▶ _TASK PROMPT_
Write out again, exactly, the lines below starting at the one with "Return the outline of every instance of the man" and ending at the one with "Return the outline of every instance of the snowy".

BEGIN RECORDS SUPPLIED

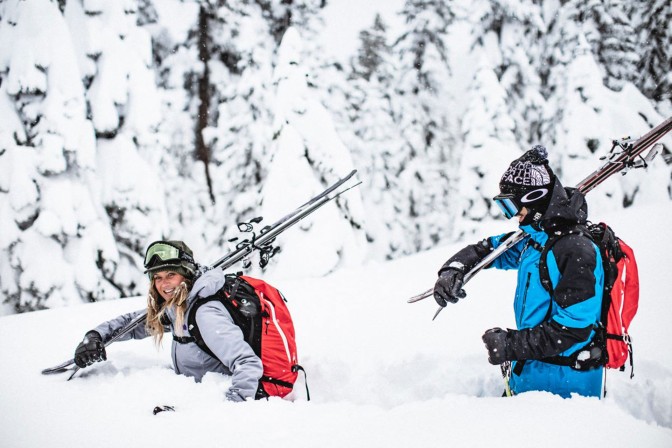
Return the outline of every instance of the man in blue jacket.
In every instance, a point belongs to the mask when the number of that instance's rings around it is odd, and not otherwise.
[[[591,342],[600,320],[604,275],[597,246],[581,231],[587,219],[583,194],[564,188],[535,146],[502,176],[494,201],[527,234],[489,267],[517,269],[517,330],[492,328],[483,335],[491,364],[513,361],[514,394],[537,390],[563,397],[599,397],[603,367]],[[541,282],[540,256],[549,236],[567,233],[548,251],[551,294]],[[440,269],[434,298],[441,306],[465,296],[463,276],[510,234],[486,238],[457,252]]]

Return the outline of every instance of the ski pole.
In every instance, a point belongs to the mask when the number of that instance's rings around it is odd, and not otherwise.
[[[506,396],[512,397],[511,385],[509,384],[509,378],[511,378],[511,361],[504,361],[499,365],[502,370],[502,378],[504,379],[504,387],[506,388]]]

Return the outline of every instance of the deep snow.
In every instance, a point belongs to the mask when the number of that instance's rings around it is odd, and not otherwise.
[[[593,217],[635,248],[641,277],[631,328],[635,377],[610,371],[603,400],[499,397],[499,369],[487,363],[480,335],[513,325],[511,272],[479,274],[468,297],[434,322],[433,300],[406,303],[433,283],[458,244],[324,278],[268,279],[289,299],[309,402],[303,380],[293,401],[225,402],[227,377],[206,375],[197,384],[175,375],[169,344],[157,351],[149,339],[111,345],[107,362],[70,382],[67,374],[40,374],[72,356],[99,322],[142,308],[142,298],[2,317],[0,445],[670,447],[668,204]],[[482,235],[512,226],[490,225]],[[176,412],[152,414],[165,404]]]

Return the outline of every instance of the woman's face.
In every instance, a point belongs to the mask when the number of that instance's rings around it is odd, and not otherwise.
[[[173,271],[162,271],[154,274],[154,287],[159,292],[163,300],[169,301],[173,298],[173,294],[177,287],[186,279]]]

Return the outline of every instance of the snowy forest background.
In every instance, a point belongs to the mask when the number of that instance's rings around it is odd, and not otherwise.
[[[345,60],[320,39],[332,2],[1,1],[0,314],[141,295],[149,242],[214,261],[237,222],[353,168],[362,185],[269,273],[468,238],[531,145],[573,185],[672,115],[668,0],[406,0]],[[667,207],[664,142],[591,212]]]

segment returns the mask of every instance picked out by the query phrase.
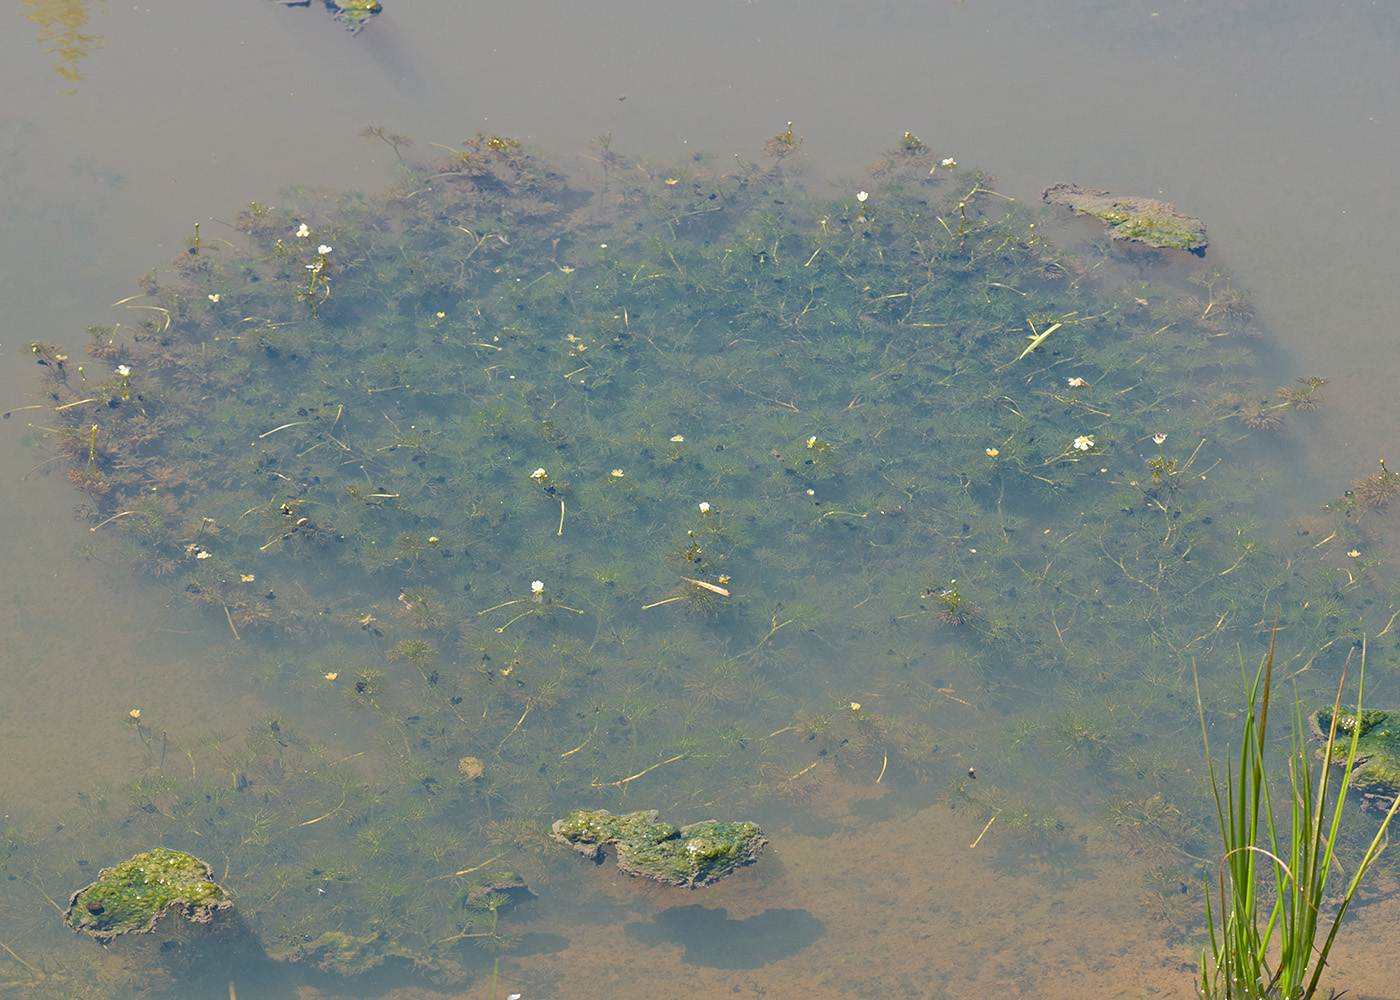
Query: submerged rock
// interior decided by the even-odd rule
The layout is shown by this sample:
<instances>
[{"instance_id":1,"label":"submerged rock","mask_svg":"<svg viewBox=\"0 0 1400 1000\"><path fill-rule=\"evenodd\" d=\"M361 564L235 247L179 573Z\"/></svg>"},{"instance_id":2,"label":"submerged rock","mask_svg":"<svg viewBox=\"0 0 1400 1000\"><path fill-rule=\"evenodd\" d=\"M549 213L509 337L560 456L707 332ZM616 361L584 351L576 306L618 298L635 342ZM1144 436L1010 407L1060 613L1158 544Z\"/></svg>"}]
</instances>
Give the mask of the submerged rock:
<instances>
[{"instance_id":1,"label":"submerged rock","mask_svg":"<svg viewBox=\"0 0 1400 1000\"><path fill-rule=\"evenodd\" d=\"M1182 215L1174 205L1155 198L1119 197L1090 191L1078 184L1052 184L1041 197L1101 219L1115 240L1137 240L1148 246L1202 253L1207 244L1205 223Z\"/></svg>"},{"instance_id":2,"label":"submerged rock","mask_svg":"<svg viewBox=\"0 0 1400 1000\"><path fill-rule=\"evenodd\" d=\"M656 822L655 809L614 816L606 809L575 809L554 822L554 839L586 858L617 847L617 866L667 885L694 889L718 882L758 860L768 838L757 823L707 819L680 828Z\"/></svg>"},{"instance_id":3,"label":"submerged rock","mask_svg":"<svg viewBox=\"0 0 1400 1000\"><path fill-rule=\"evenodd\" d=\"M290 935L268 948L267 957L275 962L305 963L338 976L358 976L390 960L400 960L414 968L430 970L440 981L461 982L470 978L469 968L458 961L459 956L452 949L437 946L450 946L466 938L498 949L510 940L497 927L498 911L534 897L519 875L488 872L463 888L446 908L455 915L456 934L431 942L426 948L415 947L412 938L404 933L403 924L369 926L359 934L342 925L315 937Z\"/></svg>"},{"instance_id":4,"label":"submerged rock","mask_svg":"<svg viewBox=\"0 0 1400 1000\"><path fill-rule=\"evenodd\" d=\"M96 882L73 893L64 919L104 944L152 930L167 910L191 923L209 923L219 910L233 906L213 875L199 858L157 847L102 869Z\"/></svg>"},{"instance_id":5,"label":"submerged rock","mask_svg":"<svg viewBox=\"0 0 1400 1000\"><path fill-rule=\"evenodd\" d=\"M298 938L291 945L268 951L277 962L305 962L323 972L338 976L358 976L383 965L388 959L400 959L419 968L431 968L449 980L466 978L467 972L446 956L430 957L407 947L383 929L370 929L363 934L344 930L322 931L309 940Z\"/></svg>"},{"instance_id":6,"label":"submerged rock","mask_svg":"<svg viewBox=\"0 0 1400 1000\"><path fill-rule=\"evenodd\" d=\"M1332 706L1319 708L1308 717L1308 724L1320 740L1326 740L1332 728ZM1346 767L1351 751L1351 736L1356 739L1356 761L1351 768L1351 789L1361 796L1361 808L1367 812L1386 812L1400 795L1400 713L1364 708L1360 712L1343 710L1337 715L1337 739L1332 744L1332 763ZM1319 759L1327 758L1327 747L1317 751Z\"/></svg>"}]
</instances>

END RECORDS SUPPLIED
BEGIN RECORDS SUPPLIED

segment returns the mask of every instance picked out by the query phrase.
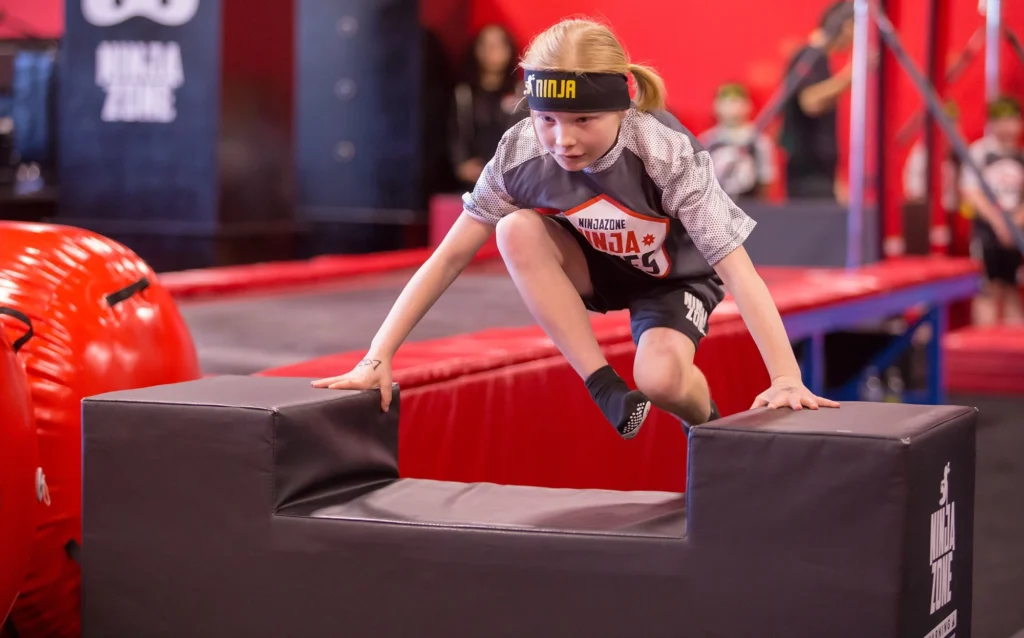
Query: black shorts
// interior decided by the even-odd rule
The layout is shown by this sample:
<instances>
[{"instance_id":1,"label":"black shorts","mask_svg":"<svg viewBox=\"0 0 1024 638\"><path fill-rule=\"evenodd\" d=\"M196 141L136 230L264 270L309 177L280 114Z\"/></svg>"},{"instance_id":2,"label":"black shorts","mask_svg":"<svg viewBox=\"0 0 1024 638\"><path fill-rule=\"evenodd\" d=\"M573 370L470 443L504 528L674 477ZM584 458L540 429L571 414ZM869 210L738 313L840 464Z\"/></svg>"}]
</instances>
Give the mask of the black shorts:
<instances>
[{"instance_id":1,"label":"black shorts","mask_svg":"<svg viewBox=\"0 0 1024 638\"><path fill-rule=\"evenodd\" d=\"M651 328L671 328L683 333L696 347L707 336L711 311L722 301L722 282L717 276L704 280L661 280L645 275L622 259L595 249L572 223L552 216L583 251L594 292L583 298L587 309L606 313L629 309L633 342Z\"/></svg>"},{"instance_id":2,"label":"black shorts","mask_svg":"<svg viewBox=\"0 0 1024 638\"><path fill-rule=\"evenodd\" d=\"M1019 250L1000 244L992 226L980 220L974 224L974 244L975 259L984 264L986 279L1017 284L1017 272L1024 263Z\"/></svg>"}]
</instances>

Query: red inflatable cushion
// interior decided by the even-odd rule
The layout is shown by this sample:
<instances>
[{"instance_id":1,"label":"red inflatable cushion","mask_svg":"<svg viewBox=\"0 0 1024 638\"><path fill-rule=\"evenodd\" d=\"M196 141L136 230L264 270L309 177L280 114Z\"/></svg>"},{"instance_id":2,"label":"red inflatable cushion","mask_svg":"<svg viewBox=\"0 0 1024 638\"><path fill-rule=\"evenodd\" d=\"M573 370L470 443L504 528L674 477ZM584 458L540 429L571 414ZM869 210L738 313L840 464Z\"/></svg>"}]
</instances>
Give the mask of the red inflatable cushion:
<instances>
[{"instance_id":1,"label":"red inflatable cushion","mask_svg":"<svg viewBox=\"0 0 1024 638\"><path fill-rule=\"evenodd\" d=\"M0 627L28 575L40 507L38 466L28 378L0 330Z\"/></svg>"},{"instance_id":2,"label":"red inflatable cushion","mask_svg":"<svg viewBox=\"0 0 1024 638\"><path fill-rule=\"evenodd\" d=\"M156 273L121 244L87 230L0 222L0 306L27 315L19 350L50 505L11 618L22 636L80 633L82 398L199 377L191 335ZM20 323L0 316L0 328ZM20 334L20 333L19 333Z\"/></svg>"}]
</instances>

END RECORDS SUPPLIED

▶ _FINISHED EXERCISE_
Return the outline of every instance of the man in blue jacket.
In every instance, a point belongs to the mask when the number of that instance's rings around it is odd, and not otherwise.
[[[591,342],[600,320],[604,275],[597,246],[581,231],[587,219],[583,194],[564,188],[535,146],[502,176],[494,201],[527,234],[489,267],[517,269],[517,330],[492,328],[483,335],[491,364],[513,361],[514,394],[537,390],[563,397],[599,397],[603,367]],[[541,282],[540,256],[549,236],[567,233],[548,251],[551,294]],[[440,269],[434,298],[441,306],[465,296],[463,276],[510,234],[486,238],[457,252]]]

Return the outline of every instance of the ski pole.
In every instance, a point belongs to the mask when the number of that instance's rings around it is odd, and not otherwise.
[[[506,396],[512,397],[511,385],[509,384],[509,378],[511,378],[511,361],[504,361],[499,365],[502,370],[502,378],[504,379],[504,387],[506,388]]]

Return the outline of every instance of the deep snow.
In every instance, a point belongs to the mask when the number of that instance's rings around it is odd, and not otherwise.
[[[593,217],[635,248],[641,277],[631,328],[635,377],[610,371],[603,400],[499,397],[499,369],[487,363],[480,335],[513,325],[511,272],[479,274],[468,297],[434,322],[433,300],[406,303],[433,283],[458,244],[324,278],[268,279],[289,299],[309,402],[303,380],[293,401],[225,402],[227,377],[206,375],[197,384],[175,375],[169,344],[157,351],[149,339],[111,345],[107,362],[70,382],[67,374],[40,374],[72,356],[99,322],[142,308],[142,298],[2,317],[0,445],[670,447],[668,204]],[[482,235],[512,226],[490,225]],[[176,412],[152,414],[165,404]]]

Return the outline of every instance of the woman's face.
In every instance, a point belongs to the mask when the number of that instance's rings around it is odd, and not otherwise.
[[[173,271],[162,271],[154,274],[154,287],[159,292],[163,300],[169,301],[173,298],[173,294],[177,287],[186,279]]]

Return the outline of every instance of the snowy forest background.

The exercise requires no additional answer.